--- START OF Text shown ---

Rendez-vous Québec Cinéma
- Location: Quebec, Canada
- Founded: 1982
- Language: French
- Website: http://www.rvcq.com

= Rendez-vous Québec Cinéma =

Festival in Quebec, Canada

The Rendez-vous Québec Cinéma (formerly known as Rendez-vous du cinéma québécois) is a festival created in 1982 to celebrate the cinematographic production of Quebec, Canada.

The goal of the festival is to promote the Cinema of Quebec and its makers in order to support its culture and stimulate its industry. It previously occurred in February, formerly coinciding with the ceremony awarding the Prix Iris, but in 2025 the organization announced that the event will be moved to April beginning in 2026.

Although it serves as the premiere venue for some films, it also provides a repeat screening for many films that were already released in the previous year, in order to ensure that the festival and its awards are presenting a thorough and representative portrait of the province's film industry.

Two editions are offered, one in Montreal and the other one in Quebec City. In Montreal, the event takes place at the Cinémathèque québécoise, the NFB Cinema and Cinéma Beaubien. In Quebec City, the Musée de la civilisation accommodates the festival.

--- END OF Text shown ---
--- START OF Records for processing ---

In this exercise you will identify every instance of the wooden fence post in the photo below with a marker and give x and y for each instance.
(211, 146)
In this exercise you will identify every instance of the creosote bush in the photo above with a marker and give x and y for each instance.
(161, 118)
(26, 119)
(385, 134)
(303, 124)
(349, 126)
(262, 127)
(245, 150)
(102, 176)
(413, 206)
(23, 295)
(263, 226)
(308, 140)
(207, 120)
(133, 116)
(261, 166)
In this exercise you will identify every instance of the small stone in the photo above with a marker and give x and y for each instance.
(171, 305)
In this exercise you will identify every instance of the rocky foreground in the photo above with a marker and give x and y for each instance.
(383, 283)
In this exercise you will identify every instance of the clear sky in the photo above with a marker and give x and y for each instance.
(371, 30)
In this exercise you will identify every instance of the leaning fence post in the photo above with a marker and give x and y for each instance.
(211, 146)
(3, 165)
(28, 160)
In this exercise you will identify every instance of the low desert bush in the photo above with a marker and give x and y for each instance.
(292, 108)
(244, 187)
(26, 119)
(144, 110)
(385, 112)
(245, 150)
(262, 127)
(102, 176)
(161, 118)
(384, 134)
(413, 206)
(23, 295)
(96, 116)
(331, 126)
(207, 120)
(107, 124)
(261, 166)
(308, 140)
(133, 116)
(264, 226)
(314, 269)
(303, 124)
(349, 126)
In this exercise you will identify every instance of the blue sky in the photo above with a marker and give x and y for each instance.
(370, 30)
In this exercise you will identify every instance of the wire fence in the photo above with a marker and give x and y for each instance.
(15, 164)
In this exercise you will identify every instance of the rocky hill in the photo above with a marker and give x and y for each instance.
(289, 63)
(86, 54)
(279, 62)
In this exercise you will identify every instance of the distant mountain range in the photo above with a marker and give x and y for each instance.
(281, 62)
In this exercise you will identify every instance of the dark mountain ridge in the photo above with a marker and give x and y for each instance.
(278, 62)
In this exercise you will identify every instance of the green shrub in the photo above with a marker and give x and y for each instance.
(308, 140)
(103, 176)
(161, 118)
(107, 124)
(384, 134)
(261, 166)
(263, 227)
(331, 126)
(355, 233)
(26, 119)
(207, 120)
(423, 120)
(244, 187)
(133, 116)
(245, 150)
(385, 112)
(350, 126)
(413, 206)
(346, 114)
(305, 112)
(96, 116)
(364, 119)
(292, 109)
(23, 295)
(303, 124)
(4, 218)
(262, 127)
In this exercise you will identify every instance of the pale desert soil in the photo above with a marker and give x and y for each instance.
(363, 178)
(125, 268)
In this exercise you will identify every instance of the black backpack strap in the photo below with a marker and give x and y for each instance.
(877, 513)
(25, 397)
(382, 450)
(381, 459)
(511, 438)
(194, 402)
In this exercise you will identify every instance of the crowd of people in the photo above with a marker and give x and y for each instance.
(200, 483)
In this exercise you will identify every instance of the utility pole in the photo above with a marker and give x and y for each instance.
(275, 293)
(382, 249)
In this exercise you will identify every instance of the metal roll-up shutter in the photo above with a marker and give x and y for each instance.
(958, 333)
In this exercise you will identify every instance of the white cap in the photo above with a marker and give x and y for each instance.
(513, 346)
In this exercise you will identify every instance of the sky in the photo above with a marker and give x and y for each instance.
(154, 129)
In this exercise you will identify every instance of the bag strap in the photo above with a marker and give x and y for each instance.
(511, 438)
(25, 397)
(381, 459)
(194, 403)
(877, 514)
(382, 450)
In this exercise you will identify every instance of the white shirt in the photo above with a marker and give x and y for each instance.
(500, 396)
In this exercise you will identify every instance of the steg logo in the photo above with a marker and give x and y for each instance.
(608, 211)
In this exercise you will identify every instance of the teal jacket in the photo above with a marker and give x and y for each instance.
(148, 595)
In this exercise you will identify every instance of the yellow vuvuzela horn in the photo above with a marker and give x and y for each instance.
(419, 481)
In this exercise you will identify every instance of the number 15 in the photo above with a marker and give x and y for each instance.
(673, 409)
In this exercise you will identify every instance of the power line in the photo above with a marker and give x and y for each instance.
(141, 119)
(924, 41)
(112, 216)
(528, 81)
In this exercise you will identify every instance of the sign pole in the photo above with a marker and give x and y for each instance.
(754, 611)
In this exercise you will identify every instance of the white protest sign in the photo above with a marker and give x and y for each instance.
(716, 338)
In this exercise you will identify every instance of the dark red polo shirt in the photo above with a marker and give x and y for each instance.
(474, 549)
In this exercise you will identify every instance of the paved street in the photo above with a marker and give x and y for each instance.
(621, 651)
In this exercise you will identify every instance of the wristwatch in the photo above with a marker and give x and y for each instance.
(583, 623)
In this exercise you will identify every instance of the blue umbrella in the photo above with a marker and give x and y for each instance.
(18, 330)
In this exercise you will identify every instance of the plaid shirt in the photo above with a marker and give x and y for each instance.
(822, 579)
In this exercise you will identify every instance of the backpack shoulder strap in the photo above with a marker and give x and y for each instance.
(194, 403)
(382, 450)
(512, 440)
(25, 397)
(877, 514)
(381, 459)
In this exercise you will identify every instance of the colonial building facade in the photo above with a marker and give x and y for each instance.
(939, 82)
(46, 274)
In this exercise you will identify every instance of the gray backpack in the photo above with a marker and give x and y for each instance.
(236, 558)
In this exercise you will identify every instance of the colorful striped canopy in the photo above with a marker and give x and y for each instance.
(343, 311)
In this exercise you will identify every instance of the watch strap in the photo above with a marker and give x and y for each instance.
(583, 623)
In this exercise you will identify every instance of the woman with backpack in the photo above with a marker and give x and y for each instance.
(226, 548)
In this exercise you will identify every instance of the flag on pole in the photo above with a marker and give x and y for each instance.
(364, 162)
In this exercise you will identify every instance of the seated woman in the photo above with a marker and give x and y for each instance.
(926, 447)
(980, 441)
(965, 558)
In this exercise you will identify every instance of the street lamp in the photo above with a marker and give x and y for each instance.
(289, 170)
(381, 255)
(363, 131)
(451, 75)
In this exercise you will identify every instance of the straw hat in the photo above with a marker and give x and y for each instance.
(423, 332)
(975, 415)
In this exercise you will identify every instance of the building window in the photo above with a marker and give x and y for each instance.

--- END OF Records for processing ---

● **To-do list**:
- 1) In the festival text, which venue hosts the festival in Quebec City?
- 2) Render the listing lines from the line with "In this exercise you will identify every instance of the street" through the end of the listing as a numbered list, leaving out any blank lines.

● **Answers to the problems**:
- 1) The Musée de la civilisation.

- 2)
1. In this exercise you will identify every instance of the street lamp in the photo above with a marker and give x and y for each instance.
2. (289, 170)
3. (381, 255)
4. (363, 131)
5. (451, 75)
6. In this exercise you will identify every instance of the straw hat in the photo above with a marker and give x and y for each instance.
7. (423, 332)
8. (975, 415)
9. In this exercise you will identify every instance of the building window in the photo above with a marker and give x and y for each instance.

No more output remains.